--- Begin GIVEN PASSAGE ---

All of lore.kernel.org
 help / color / mirror / Atom feed
From: Alex Williamson <alex.williamson@redhat.com>
To: Steven Sistare <steven.sistare@oracle.com>
Cc: kvm@vger.kernel.org, Cornelia Huck <cohuck@redhat.com>,
	Kirti Wankhede <kwankhede@nvidia.com>
Subject: Re: [PATCH V2 9/9] vfio/type1: block on invalid vaddr
Date: Wed, 27 Jan 2021 17:03:25 -0700	[thread overview]
Message-ID: <20210127170325.0967e16c@omen.home.shazbot.org> (raw)
In-Reply-To: <2df4d9b2-e668-788d-7c2c-8c27199a0818@oracle.com>

On Wed, 27 Jan 2021 18:25:13 -0500
Steven Sistare <steven.sistare@oracle.com> wrote:

> On 1/22/2021 5:59 PM, Alex Williamson wrote:
> > On Tue, 19 Jan 2021 09:48:29 -0800
> > Steve Sistare <steven.sistare@oracle.com> wrote:
> >   
> >> Block translation of host virtual address while an iova range has an
> >> invalid vaddr.
> >>
> >> Signed-off-by: Steve Sistare <steven.sistare@oracle.com>
> >> ---
> >>  drivers/vfio/vfio_iommu_type1.c | 83 +++++++++++++++++++++++++++++++++++++----
> >>  1 file changed, 76 insertions(+), 7 deletions(-)

--- End GIVEN PASSAGE ---

REQUIREMENTS »
A - Answer these questions about the patch email above:
(i) Whose email address appears in the "From:" line?
(ii) What file does the patch change?
(iii) How many insertions does the patch report?
B - Output, unchanged, the part of the patch email above that opens with the words containing "On Wed, 27 Jan" and closes with "insertions(+), 7 deletions(-)".

--- Begin STORED RECORDS ---

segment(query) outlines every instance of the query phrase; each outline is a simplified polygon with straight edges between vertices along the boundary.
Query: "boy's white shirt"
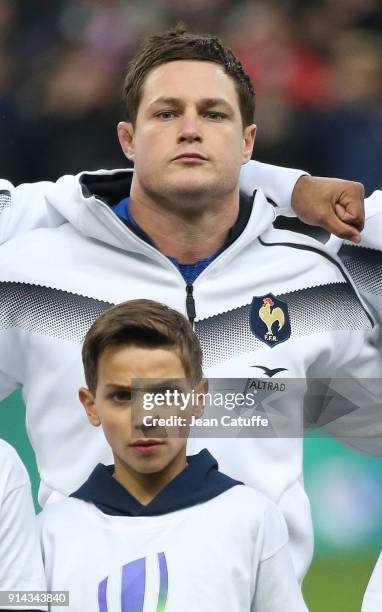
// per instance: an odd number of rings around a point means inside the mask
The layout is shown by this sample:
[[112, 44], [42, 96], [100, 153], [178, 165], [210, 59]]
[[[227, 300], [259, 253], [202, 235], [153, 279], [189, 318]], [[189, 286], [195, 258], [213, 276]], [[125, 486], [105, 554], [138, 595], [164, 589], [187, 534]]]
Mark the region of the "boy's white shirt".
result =
[[[275, 504], [249, 487], [150, 517], [110, 516], [67, 498], [48, 504], [39, 525], [48, 589], [70, 591], [70, 612], [118, 612], [134, 562], [144, 566], [142, 612], [307, 610], [285, 521]], [[168, 582], [163, 608], [157, 607], [160, 587], [166, 590], [160, 558]], [[134, 592], [134, 579], [129, 586]], [[108, 608], [100, 605], [101, 592]]]
[[[287, 171], [283, 180], [268, 181], [267, 195], [276, 201], [285, 193], [290, 196], [300, 175]], [[258, 186], [254, 179], [252, 186]], [[84, 194], [78, 177], [23, 185], [4, 197], [3, 239], [14, 234], [14, 218], [33, 226], [30, 211], [35, 206], [37, 225], [47, 220], [45, 227], [8, 240], [0, 252], [5, 313], [0, 322], [0, 395], [23, 387], [44, 503], [57, 495], [55, 491], [67, 495], [78, 488], [96, 463], [111, 462], [101, 432], [88, 426], [77, 399], [77, 389], [84, 384], [80, 345], [88, 327], [105, 308], [127, 299], [156, 299], [185, 313], [185, 282], [164, 255], [140, 240], [104, 202]], [[26, 208], [24, 218], [21, 211]], [[65, 217], [70, 223], [63, 222]], [[241, 236], [194, 283], [195, 329], [205, 352], [206, 374], [265, 377], [253, 369], [260, 365], [287, 368], [287, 377], [300, 379], [331, 377], [333, 372], [344, 378], [380, 376], [369, 342], [370, 316], [336, 262], [328, 261], [325, 248], [313, 239], [272, 228], [273, 219], [273, 208], [258, 191]], [[296, 240], [306, 250], [288, 246]], [[269, 246], [275, 243], [286, 246]], [[288, 342], [271, 349], [249, 329], [254, 295], [270, 292], [290, 300], [294, 329]], [[333, 307], [331, 298], [338, 292], [342, 298]], [[334, 331], [328, 321], [334, 322]], [[303, 397], [299, 399], [302, 402]], [[287, 408], [295, 404], [289, 394]], [[341, 430], [341, 419], [337, 426]], [[366, 436], [370, 430], [366, 423]], [[205, 439], [193, 439], [190, 452], [204, 446]], [[207, 446], [223, 472], [278, 503], [287, 520], [296, 573], [302, 579], [313, 550], [302, 440], [214, 439]]]
[[382, 610], [382, 553], [375, 565], [366, 588], [361, 612], [381, 612]]
[[[0, 440], [0, 591], [16, 590], [45, 591], [46, 580], [29, 477], [16, 451]], [[46, 610], [36, 603], [12, 609]]]

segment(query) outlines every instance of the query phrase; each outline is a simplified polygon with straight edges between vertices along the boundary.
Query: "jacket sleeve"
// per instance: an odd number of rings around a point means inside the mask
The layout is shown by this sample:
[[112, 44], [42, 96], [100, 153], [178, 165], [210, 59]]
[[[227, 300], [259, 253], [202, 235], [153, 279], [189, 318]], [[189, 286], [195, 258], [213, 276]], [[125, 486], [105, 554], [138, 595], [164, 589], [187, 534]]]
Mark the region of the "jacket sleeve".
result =
[[[1, 590], [45, 591], [29, 477], [13, 449], [5, 448], [1, 458], [2, 470], [6, 472], [2, 474], [6, 480], [0, 496]], [[23, 609], [46, 610], [46, 607], [34, 603], [24, 604]]]
[[57, 227], [65, 219], [48, 204], [48, 181], [15, 187], [0, 179], [0, 244], [39, 227]]
[[251, 160], [241, 169], [240, 189], [248, 195], [252, 195], [255, 189], [261, 189], [276, 209], [280, 209], [278, 214], [294, 217], [291, 208], [292, 192], [298, 179], [306, 174], [303, 170]]
[[[375, 191], [365, 200], [365, 213], [359, 244], [332, 236], [327, 246], [339, 256], [377, 324], [382, 326], [382, 191]], [[380, 331], [379, 346], [381, 342]]]

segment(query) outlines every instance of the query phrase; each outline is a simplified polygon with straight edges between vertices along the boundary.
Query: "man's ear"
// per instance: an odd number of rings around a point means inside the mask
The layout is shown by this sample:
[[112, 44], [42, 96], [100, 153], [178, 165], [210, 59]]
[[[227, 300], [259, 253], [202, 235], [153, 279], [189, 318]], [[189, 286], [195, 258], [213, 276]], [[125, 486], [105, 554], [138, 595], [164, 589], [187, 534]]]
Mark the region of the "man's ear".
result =
[[253, 145], [255, 144], [257, 126], [252, 123], [252, 125], [247, 125], [244, 128], [243, 133], [243, 161], [242, 164], [246, 164], [252, 157]]
[[101, 421], [95, 407], [93, 394], [86, 387], [81, 387], [78, 391], [78, 397], [80, 398], [81, 404], [85, 408], [89, 423], [94, 425], [94, 427], [99, 427], [101, 425]]
[[127, 159], [134, 161], [134, 128], [132, 123], [120, 121], [117, 125], [118, 140]]
[[[201, 393], [203, 395], [208, 393], [208, 380], [206, 378], [203, 378], [195, 389], [195, 391], [197, 394]], [[198, 403], [193, 406], [193, 416], [198, 419], [203, 416], [203, 412], [204, 403], [201, 401], [201, 399], [198, 398]]]

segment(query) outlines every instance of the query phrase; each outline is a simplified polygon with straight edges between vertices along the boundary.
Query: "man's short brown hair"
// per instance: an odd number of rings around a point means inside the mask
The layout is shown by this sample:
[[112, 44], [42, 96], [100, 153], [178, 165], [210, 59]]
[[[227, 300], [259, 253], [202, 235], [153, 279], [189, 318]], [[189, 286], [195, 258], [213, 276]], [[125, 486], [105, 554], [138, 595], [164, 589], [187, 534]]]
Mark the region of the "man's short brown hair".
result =
[[98, 362], [111, 347], [144, 346], [178, 351], [186, 377], [198, 384], [202, 377], [202, 351], [187, 319], [152, 300], [130, 300], [106, 310], [85, 336], [82, 361], [91, 392], [97, 387]]
[[142, 87], [148, 73], [161, 64], [178, 60], [219, 64], [235, 82], [243, 126], [253, 123], [255, 92], [239, 60], [230, 49], [224, 47], [217, 36], [191, 34], [181, 26], [150, 36], [130, 62], [123, 87], [126, 118], [129, 122], [135, 125]]

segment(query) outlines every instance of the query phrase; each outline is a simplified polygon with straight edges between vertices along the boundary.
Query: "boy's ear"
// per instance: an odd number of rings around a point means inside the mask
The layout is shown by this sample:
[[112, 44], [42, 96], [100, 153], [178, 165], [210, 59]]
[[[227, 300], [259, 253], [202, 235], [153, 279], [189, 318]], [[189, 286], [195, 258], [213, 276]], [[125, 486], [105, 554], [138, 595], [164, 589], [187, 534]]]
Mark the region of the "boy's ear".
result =
[[[200, 381], [200, 383], [197, 386], [197, 388], [195, 389], [195, 391], [196, 391], [196, 393], [202, 393], [203, 395], [208, 393], [208, 380], [206, 378], [203, 378]], [[203, 412], [204, 412], [204, 404], [199, 399], [198, 403], [196, 405], [194, 405], [193, 415], [198, 419], [199, 417], [203, 416]]]
[[95, 407], [93, 394], [86, 387], [81, 387], [78, 391], [78, 397], [80, 398], [80, 402], [86, 410], [89, 423], [94, 425], [94, 427], [99, 427], [101, 425], [101, 421]]

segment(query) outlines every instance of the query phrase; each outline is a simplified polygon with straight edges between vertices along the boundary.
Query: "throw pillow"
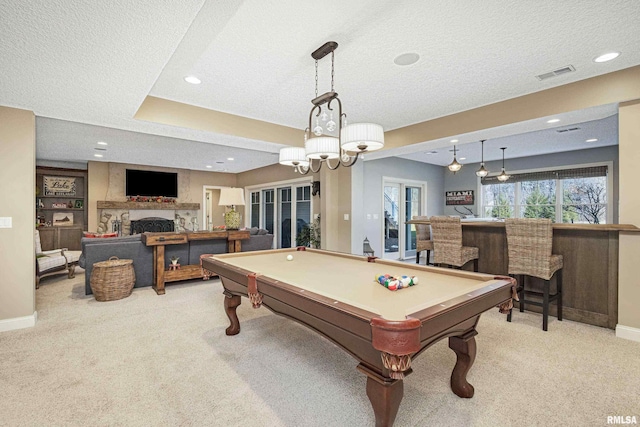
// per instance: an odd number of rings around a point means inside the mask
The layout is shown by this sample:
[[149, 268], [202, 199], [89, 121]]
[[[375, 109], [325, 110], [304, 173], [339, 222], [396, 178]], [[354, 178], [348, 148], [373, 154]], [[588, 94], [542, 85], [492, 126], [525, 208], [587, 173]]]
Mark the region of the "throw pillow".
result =
[[90, 239], [92, 238], [108, 238], [108, 237], [118, 237], [118, 233], [103, 233], [103, 234], [98, 234], [98, 233], [91, 233], [89, 231], [83, 231], [82, 235], [84, 237], [88, 237]]

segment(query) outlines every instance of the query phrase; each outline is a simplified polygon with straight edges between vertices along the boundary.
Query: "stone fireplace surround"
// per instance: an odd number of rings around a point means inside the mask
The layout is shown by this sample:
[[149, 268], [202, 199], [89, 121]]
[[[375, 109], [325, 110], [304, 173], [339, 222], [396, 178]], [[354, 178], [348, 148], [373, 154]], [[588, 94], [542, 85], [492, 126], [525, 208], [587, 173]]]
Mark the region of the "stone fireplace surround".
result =
[[[163, 171], [175, 171], [178, 173], [178, 199], [176, 203], [158, 202], [129, 202], [125, 195], [125, 170], [134, 167], [121, 163], [109, 164], [109, 183], [106, 192], [106, 201], [97, 202], [98, 232], [110, 233], [113, 231], [114, 220], [120, 221], [120, 233], [131, 233], [131, 222], [143, 218], [161, 218], [174, 224], [178, 223], [178, 231], [192, 231], [200, 228], [198, 224], [198, 211], [200, 203], [185, 203], [190, 200], [191, 174], [188, 170], [161, 168]], [[159, 170], [159, 168], [135, 166], [136, 169]]]
[[145, 232], [167, 232], [174, 230], [174, 222], [170, 219], [149, 217], [131, 220], [130, 234]]

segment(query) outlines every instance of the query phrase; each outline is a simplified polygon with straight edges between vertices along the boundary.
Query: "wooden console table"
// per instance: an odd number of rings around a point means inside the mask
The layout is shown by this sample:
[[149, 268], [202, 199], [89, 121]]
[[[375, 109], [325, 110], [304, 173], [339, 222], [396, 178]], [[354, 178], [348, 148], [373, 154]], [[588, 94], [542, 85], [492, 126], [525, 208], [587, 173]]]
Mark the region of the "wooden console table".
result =
[[164, 295], [165, 283], [202, 277], [202, 269], [199, 264], [183, 265], [179, 270], [165, 270], [164, 247], [166, 245], [181, 245], [192, 240], [226, 239], [228, 252], [240, 252], [242, 240], [248, 238], [248, 230], [142, 233], [143, 243], [147, 246], [153, 246], [153, 289], [158, 295]]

--- End STORED RECORDS ---

OUTPUTS FOR THE TASKS »
A -
(i) Alex Williamson <alex.williamson@redhat.com>
(ii) drivers/vfio/vfio_iommu_type1.c
(iii) 76

B -
On Wed, 27 Jan 2021 18:25:13 -0500
Steven Sistare <steven.sistare@oracle.com> wrote:

> On 1/22/2021 5:59 PM, Alex Williamson wrote:
> > On Tue, 19 Jan 2021 09:48:29 -0800
> > Steve Sistare <steven.sistare@oracle.com> wrote:
> >   
> >> Block translation of host virtual address while an iova range has an
> >> invalid vaddr.
> >>
> >> Signed-off-by: Steve Sistare <steven.sistare@oracle.com>
> >> ---
> >>  drivers/vfio/vfio_iommu_type1.c | 83 +++++++++++++++++++++++++++++++++++++----
> >>  1 file changed, 76 insertions(+), 7 deletions(-)